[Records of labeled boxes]
========================

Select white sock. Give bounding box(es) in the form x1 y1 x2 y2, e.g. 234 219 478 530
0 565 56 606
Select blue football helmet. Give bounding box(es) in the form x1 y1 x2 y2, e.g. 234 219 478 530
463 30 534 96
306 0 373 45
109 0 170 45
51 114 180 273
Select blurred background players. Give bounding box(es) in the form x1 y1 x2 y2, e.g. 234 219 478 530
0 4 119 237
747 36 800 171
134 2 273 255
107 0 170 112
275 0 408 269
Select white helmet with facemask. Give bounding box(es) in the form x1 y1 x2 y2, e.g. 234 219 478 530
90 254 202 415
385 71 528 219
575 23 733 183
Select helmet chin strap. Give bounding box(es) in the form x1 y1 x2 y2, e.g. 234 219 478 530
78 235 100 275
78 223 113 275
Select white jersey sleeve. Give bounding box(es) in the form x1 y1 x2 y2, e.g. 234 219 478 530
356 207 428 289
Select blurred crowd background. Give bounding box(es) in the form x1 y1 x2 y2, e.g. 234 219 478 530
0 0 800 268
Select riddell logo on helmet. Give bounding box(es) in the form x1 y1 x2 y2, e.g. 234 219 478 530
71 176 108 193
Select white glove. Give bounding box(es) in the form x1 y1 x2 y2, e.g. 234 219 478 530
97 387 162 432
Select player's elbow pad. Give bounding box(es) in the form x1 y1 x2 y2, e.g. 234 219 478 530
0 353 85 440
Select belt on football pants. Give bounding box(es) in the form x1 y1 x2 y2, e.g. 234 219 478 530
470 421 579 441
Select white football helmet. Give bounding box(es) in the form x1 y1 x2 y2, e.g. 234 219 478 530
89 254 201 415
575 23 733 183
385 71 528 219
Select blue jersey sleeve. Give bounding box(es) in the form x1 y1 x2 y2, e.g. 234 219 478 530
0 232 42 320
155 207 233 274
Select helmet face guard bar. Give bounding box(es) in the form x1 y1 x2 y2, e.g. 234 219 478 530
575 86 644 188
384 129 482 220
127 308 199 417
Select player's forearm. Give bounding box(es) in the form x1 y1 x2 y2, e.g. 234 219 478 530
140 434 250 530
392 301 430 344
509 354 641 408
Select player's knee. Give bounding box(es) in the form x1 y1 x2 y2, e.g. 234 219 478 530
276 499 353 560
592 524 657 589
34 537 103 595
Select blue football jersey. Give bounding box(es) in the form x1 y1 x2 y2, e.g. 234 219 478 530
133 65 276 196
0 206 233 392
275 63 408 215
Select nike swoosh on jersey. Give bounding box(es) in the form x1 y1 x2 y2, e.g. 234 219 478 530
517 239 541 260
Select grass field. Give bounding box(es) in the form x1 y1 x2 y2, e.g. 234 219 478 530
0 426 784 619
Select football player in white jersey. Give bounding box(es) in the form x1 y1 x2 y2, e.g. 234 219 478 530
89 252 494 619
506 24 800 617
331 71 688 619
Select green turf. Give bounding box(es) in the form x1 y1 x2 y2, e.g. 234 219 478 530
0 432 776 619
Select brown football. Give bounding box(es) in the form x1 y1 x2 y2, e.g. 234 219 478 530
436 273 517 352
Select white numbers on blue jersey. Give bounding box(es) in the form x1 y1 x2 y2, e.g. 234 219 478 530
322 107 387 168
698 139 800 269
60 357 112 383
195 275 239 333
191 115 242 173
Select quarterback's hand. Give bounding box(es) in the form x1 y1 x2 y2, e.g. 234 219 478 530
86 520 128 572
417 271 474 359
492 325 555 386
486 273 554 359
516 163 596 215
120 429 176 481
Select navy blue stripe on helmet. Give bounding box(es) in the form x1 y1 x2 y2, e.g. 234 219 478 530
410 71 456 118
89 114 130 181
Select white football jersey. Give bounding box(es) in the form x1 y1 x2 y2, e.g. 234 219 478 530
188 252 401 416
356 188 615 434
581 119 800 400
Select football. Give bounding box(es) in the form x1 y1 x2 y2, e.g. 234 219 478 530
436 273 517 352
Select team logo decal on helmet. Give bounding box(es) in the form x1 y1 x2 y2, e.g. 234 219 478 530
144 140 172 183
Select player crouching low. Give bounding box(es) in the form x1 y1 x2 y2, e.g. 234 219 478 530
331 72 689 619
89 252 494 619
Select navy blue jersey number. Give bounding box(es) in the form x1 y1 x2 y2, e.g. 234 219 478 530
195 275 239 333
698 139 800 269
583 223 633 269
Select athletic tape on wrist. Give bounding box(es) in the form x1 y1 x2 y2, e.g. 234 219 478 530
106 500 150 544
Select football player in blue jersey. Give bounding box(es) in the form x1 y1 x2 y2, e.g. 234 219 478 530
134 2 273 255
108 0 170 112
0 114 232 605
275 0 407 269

========================

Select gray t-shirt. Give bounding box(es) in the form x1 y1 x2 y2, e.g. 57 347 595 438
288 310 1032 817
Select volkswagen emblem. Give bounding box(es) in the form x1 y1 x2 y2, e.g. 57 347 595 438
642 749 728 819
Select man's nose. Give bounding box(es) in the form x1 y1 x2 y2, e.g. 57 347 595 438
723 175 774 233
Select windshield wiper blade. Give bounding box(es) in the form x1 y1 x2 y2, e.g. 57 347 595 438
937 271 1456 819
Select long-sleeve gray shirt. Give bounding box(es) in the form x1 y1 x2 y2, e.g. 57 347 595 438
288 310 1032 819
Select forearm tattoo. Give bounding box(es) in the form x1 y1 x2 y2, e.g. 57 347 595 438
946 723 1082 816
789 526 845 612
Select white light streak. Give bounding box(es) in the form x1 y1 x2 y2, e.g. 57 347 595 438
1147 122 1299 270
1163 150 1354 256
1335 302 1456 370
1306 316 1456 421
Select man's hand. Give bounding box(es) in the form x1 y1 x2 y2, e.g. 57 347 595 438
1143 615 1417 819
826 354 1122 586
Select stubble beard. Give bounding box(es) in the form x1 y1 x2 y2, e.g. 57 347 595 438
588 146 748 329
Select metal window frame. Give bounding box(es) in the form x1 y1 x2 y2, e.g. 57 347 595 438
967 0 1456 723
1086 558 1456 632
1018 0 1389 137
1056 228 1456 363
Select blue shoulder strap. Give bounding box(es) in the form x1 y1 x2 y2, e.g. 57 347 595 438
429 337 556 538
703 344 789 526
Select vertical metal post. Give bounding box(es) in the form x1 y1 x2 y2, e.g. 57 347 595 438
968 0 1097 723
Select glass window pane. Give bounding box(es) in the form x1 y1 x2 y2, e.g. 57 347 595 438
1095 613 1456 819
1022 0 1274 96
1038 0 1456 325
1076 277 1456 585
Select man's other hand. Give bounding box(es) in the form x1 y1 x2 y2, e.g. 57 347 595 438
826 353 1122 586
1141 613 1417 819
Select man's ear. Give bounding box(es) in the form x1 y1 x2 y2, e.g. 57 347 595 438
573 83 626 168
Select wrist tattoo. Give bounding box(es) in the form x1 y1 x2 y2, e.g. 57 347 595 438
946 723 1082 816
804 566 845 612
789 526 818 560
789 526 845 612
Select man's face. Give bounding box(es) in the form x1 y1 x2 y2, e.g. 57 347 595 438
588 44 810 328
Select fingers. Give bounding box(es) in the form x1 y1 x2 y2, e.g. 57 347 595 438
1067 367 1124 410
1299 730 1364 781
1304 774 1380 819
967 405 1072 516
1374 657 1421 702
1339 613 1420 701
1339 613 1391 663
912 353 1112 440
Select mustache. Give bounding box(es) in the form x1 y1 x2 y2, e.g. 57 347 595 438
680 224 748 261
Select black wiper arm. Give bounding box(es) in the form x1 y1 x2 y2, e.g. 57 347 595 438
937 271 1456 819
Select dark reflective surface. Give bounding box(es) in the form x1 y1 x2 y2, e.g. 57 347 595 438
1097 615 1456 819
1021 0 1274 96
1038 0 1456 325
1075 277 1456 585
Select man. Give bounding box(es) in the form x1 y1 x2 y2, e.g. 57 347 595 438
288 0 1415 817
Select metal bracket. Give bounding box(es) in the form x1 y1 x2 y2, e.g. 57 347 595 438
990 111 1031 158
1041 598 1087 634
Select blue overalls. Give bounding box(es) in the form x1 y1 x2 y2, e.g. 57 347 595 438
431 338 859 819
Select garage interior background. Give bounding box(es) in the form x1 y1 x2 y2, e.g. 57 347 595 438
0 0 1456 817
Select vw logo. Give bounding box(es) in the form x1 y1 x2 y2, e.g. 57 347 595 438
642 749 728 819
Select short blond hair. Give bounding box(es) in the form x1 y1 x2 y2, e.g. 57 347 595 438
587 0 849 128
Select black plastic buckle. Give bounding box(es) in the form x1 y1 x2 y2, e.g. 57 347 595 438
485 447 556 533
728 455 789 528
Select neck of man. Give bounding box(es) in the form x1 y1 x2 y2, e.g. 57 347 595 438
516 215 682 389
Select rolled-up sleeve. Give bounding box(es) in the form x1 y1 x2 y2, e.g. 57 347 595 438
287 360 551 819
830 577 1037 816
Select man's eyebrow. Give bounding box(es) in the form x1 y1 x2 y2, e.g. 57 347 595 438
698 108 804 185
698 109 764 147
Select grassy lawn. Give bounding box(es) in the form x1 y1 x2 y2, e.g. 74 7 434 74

========================

> [WHAT IS EXPECTED]: Repeat the lines from the one holding "Select mustache. Give" through the one holding "Select grassy lawn.", including both.

> [CORRECT ANSWER]:
Select mustache. Give bounding box(es) in the form x1 y1 x2 y2, e.g. 57 347 595 438
680 224 748 261
Select black wiper arm. Give bounding box(es) in the form x1 y1 x2 y2, e.g. 57 347 595 438
937 271 1456 819
Select dark reflective surface. Give bounding box(es) in the form x1 y1 x2 y2, e.g. 57 347 595 438
1097 615 1456 819
1021 0 1274 96
1038 0 1456 325
1075 277 1456 585
Select man. Give bounding box(es) in the form x1 y1 x2 y2, e.g. 57 347 595 438
288 0 1415 817
Select metal bracket. Give bounding box(es) in the form x1 y1 x2 y2, e.g. 57 347 595 438
990 111 1031 158
1041 598 1087 634
Select blue overalls. Give bounding box(es) in the form x1 y1 x2 y2, e.g. 57 347 595 438
431 338 859 819
Select garage interior background. Give bounding box(es) in the form x1 y1 x2 y2, e.g. 57 347 595 438
0 0 1456 817
Select vw logo. Give bounding box(es) in the form x1 y1 x2 y2, e.g. 57 347 595 438
642 749 728 819
Select short blond hair. Give bounding box(es) in the form x1 y1 x2 y2, e.g. 57 347 595 438
587 0 849 128
Select black plastic buckle. Give bounding box(es) in the form x1 y1 x2 y2, e.g. 57 347 595 438
485 447 556 533
728 455 789 528
Select neck of man. Give bounding box(es) in the form x1 y1 x2 y2, e.g. 57 347 595 438
516 215 682 389
Select rolled-up sleeve. Give bounding box(es) in the form x1 y1 x2 y2, e.g. 57 347 595 438
287 360 551 819
830 577 1037 816
Select man's eyebrow. Give bounding box(es) in the form x1 y1 x2 y2, e.g. 57 347 595 438
698 108 804 185
698 109 764 147
Select grassy lawn. Give bounding box(es) in the form x1 y1 x2 y2, e.g. 74 7 434 74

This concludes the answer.